▶ WHAT IS REQUIRED
Output exactly the lines between the one holding "object_query: low-lying fog" and the last line of the data below, both of those lines included.

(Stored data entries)
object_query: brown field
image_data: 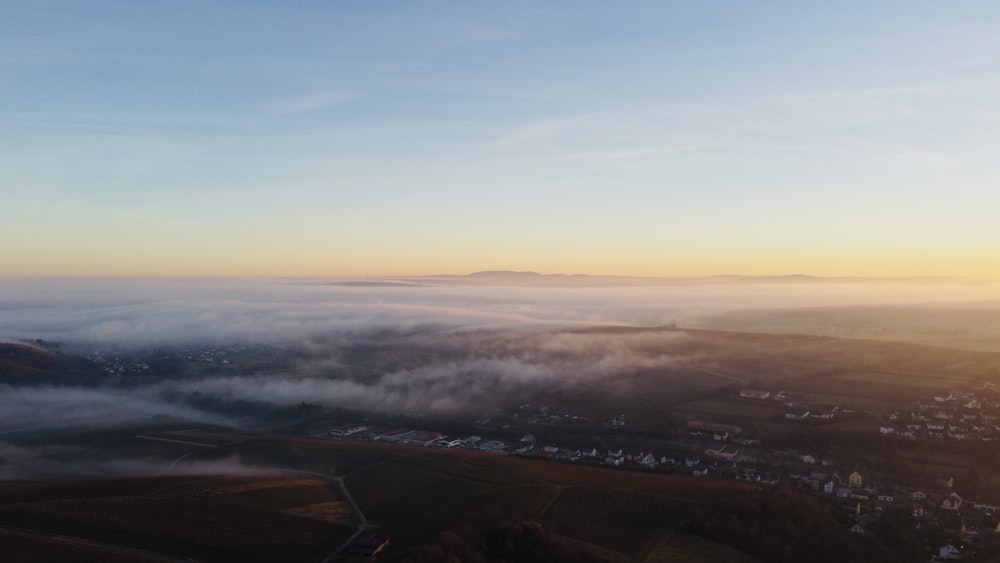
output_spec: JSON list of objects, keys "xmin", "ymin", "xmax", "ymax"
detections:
[
  {"xmin": 0, "ymin": 475, "xmax": 354, "ymax": 562},
  {"xmin": 641, "ymin": 531, "xmax": 762, "ymax": 563},
  {"xmin": 784, "ymin": 372, "xmax": 956, "ymax": 406},
  {"xmin": 522, "ymin": 328, "xmax": 1000, "ymax": 430},
  {"xmin": 3, "ymin": 434, "xmax": 898, "ymax": 562},
  {"xmin": 673, "ymin": 396, "xmax": 786, "ymax": 422},
  {"xmin": 210, "ymin": 437, "xmax": 762, "ymax": 559},
  {"xmin": 541, "ymin": 486, "xmax": 683, "ymax": 557},
  {"xmin": 0, "ymin": 527, "xmax": 162, "ymax": 563}
]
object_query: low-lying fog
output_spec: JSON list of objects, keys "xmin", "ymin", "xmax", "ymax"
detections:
[
  {"xmin": 2, "ymin": 275, "xmax": 999, "ymax": 477},
  {"xmin": 3, "ymin": 276, "xmax": 998, "ymax": 347}
]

▶ EXPECTED ANSWER
object_query: low-lying fog
output_spec: JSON list of objects, keys "xmin", "ymin", "xmax", "ymax"
detections:
[
  {"xmin": 2, "ymin": 275, "xmax": 999, "ymax": 477},
  {"xmin": 3, "ymin": 276, "xmax": 998, "ymax": 347}
]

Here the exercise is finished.